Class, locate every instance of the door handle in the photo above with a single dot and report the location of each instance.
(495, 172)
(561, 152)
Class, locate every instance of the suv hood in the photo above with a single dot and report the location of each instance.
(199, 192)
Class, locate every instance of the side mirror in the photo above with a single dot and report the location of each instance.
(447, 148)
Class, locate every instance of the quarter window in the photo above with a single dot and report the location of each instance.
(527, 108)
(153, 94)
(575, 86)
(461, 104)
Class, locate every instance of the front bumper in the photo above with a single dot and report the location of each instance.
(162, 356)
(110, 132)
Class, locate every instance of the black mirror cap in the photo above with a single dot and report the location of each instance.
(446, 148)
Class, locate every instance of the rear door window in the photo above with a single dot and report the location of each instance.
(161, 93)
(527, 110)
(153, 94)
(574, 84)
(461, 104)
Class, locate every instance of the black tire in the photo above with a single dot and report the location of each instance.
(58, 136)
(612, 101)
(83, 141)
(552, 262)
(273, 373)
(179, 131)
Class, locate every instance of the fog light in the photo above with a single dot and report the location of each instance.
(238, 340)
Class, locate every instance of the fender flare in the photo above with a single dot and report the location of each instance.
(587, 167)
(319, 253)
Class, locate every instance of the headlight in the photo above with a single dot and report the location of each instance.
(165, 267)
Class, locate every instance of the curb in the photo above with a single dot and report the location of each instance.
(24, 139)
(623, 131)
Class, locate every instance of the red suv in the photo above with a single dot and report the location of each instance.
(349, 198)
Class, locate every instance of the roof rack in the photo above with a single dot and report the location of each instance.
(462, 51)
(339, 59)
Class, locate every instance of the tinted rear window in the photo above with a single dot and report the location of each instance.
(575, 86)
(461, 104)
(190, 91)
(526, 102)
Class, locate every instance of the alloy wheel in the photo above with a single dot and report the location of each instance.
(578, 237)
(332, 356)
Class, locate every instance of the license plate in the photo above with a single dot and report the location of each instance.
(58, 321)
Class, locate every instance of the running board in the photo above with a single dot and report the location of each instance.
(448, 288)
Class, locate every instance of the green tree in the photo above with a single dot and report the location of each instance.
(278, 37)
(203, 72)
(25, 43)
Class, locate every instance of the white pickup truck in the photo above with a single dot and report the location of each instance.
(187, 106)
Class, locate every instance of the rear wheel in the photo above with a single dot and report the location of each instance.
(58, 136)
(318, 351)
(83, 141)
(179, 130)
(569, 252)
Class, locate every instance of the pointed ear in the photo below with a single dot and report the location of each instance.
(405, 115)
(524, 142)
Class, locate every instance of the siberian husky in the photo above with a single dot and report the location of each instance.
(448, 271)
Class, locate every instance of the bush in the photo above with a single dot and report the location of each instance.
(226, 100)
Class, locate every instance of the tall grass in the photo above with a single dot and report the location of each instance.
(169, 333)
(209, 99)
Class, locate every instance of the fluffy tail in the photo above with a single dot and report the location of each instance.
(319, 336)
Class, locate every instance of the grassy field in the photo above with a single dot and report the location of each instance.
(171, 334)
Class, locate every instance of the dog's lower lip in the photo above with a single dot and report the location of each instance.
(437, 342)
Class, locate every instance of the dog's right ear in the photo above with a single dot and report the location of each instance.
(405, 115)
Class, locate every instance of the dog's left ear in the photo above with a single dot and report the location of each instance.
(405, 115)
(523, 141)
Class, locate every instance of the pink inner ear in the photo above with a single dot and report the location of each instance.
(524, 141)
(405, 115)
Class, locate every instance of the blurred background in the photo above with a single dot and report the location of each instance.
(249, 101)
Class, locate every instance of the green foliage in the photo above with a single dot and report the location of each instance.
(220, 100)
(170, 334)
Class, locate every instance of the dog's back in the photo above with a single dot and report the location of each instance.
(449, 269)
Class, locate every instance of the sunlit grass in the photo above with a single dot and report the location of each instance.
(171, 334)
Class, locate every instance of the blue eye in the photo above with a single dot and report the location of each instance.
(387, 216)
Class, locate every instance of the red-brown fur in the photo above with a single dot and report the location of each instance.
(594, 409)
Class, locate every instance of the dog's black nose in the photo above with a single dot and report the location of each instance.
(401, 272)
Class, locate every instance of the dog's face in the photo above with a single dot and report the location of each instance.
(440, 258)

Required action:
Please quote the records above exactly, without skipping a line.

The completed task:
Class, locate every instance of the door handle in the photo above with a single dot and report the location of each instance.
(495, 172)
(561, 152)
Class, locate every instance of the suv hood in the photo above with a single dot and report the location of each instance.
(199, 192)
Class, locate every instance of the side mirror in the photo above with a single dot and report the location of each instance.
(447, 148)
Class, locate every instance of the quarter window in the photo above with a single dot and report the location of each instance.
(527, 108)
(153, 94)
(575, 86)
(461, 104)
Class, locate every instance of the front bumper in the photo above with a single dot and report the location of each instance.
(162, 356)
(110, 132)
Class, locate every instance of the black mirror cap in the photo above with a single dot and report the location of each instance.
(446, 148)
Class, locate every instance of the rear door window in the photo above with a single dot and report the location of each instance.
(161, 93)
(527, 110)
(153, 94)
(574, 84)
(461, 104)
Class, locate every instance of the black tire in the photo above with a single dot and report the location of each instance.
(58, 136)
(612, 101)
(83, 141)
(552, 262)
(273, 373)
(179, 131)
Class, locate every instance of the fog light in the photo above with a single dot and report the location of each instance.
(238, 340)
Class, locate every instance of the fender flare in the photo above with a single dot and report the location of each instance.
(587, 167)
(319, 253)
Class, locate every instance of the headlight in the photo above with a single dot and report the location of each instance.
(165, 267)
Class, locate every instance of the curb in the photo above with a single dot and report the location of each instance.
(24, 139)
(623, 131)
Class, locate every instance of the red suv in the photo above with a single dot and report the location of each instance.
(349, 198)
Class, locate every instance of the roof rack in the photo above with a single dot and report the location of each instance.
(462, 51)
(339, 59)
Class, locate every instance of the tinted rear window in the photo above with a single dot and report the location of each instance.
(575, 86)
(461, 104)
(190, 91)
(526, 102)
Class, locate every instance of the alloy wheel in the photo above with a single dot and report the location of each instance.
(578, 237)
(332, 356)
Class, locate every instance of the license plate in the photo above with a single dot and report the location of each instance.
(58, 321)
Class, locate every instance of the running board in the photo above with a single dot and report the location of each instance.
(448, 288)
Class, locate every instance of the green tree in the photo above with a single dot and report the location of each instance.
(278, 37)
(203, 72)
(25, 43)
Class, locate every instance of the white pickup truck in the photo above with a single dot and report the location of each instance.
(187, 106)
Class, locate every instance of the rear wheel in the photo above with a single dot and report the location of each instance.
(58, 136)
(318, 351)
(83, 141)
(179, 130)
(569, 252)
Class, locate every instance of the pointed ear in the photo below with a single dot and report the location of each instance.
(405, 115)
(524, 142)
Class, locate every instance of the siberian husky in the photo above with a single dot and report the location of each instance.
(448, 271)
Class, locate every instance of the bush in the photo above with a single dot and report the location of each instance.
(226, 100)
Class, locate every instance of the tall grass in the photo above with a single dot and report the location of each instance.
(169, 333)
(209, 99)
Class, locate every instance of the fluffy tail in the photo above with a single dot and report the location of each instance.
(319, 336)
Class, locate every instance of the grassy field in the photo above with a single dot and report the location of each instance.
(171, 334)
Class, locate every instance of the dog's lower lip in the photo above with a single dot and report the location of each instance.
(437, 342)
Class, locate every instance of the dog's right ear in the photo above with a single dot and report the location of each instance.
(405, 115)
Class, locate every instance of the dog's left ear in the photo above with a single dot and report the location of each instance.
(405, 115)
(523, 141)
Class, locate every instance of the pink inner ear in the photo above with a single dot and report the location of each instance.
(524, 141)
(405, 115)
Class, locate every instance of the blurred background in the photo above with a single dot and report the location of each instance.
(249, 101)
Class, locate every instance of the green foliage in the photo above with a single dot and report the location of each instance.
(220, 100)
(170, 334)
Class, locate every instance of the dog's back in the photo above with a single dot and report the location of each instance.
(449, 269)
Class, locate every instance of the sunlit grass in the photo above with a single dot and report the location of each instance.
(171, 334)
Class, locate every instance of the blue eye in the photo above with a single dot and report the location of each instance.
(387, 216)
Class, locate every instance of the red-brown fur in the photo above with a single dot and report the location of each instance.
(594, 409)
Class, locate every instance of the dog's black nose in the photo above with a single dot and report the location of each instance.
(401, 272)
Class, locate every instance of the dog's face in the photo above with a single dot and report the location of each instance.
(440, 258)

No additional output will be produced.